Activity: Using the data below, return all lines in which "target" appears.

··· Entries provided ···

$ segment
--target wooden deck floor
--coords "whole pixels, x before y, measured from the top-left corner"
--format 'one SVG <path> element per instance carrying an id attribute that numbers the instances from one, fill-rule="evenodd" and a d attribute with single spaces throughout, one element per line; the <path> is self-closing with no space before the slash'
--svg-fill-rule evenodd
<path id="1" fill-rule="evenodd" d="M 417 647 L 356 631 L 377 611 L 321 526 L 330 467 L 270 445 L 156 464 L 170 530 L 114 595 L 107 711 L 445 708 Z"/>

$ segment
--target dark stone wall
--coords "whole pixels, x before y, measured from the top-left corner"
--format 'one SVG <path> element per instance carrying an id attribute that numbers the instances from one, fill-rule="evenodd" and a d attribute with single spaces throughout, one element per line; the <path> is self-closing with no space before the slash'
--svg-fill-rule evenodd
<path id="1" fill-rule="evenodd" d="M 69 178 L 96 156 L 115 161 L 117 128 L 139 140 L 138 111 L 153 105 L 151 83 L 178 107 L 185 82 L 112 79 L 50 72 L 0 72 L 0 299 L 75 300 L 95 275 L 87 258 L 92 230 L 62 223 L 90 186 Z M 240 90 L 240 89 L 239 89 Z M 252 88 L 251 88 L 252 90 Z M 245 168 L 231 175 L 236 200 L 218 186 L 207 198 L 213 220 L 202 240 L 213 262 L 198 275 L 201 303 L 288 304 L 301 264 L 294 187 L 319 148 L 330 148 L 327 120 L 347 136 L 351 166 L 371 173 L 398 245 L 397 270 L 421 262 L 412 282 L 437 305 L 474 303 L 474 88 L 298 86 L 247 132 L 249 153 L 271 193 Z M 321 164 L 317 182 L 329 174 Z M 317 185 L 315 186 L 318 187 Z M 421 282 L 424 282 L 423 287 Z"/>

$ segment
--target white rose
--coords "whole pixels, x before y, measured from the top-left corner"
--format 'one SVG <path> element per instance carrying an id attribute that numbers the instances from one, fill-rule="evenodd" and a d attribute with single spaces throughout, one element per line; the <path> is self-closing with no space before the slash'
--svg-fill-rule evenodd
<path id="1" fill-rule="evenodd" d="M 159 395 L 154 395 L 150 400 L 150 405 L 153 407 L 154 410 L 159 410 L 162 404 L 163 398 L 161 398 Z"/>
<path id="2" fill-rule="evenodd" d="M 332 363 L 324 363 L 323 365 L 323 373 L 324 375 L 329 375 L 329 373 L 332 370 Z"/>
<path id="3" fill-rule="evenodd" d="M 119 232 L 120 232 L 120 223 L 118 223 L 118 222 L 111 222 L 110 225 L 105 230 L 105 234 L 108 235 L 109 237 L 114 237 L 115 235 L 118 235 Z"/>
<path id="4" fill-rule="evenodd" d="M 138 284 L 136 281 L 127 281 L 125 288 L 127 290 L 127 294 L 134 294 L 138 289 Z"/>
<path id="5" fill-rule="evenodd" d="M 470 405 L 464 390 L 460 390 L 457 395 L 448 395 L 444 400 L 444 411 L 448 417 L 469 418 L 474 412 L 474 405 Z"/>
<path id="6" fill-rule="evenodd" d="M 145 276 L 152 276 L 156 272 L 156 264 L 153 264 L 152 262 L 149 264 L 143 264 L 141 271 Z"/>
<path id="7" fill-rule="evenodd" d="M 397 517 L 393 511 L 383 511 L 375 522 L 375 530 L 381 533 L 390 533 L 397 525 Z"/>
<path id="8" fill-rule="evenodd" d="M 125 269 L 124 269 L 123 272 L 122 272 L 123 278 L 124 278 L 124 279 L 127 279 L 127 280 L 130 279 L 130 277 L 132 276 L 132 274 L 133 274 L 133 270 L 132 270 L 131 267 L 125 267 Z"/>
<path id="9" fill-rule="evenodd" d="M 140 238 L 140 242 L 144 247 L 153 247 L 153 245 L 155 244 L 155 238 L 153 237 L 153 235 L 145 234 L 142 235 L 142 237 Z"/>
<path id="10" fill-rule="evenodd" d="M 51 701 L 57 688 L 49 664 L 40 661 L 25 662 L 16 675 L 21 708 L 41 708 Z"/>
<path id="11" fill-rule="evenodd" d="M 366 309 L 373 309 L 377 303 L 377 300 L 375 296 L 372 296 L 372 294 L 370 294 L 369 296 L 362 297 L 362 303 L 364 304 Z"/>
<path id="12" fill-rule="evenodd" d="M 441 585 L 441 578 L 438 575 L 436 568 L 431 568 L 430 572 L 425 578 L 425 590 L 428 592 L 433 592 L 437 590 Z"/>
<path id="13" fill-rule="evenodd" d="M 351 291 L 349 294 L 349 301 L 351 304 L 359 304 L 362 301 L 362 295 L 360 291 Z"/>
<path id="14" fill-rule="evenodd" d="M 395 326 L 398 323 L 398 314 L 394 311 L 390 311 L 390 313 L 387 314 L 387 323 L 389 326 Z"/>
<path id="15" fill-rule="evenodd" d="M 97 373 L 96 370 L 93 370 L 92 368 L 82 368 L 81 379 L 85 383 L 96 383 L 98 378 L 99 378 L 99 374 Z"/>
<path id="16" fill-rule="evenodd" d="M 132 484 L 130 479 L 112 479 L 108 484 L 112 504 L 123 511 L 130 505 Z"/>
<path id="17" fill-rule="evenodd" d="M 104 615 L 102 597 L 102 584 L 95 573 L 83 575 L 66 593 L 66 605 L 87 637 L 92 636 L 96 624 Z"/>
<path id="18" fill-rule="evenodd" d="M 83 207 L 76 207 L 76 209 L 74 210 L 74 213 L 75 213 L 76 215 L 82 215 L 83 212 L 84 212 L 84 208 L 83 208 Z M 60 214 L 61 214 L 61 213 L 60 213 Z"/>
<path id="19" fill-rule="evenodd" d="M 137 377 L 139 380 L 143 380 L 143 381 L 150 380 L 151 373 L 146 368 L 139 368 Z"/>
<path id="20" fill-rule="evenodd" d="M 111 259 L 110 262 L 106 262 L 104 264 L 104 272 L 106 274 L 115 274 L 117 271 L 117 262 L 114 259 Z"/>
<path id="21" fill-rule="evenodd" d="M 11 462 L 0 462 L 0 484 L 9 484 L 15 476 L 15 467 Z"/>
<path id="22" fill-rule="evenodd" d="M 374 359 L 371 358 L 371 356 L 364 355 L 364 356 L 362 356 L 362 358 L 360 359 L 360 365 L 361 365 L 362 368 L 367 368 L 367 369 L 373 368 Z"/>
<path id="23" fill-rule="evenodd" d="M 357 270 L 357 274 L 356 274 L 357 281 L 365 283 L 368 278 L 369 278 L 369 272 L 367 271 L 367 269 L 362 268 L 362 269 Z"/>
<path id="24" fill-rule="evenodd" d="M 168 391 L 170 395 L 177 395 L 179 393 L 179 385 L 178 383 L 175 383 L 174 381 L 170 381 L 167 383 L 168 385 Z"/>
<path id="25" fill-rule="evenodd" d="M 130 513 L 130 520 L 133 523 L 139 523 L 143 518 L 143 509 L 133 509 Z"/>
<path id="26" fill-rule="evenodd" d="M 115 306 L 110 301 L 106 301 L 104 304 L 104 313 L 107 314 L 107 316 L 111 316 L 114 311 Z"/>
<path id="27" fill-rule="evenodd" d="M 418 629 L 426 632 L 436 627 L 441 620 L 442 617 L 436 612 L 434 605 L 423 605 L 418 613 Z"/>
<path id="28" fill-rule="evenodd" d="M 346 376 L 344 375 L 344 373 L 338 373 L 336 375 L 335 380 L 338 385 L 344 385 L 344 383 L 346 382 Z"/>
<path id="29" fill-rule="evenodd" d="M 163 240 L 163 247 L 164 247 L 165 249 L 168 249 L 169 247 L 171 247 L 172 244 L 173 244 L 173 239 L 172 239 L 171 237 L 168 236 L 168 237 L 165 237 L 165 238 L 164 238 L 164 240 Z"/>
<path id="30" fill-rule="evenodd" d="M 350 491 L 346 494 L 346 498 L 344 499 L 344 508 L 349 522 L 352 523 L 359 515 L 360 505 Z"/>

···

Task solution:
--target wooden deck floor
--target dark stone wall
--target white rose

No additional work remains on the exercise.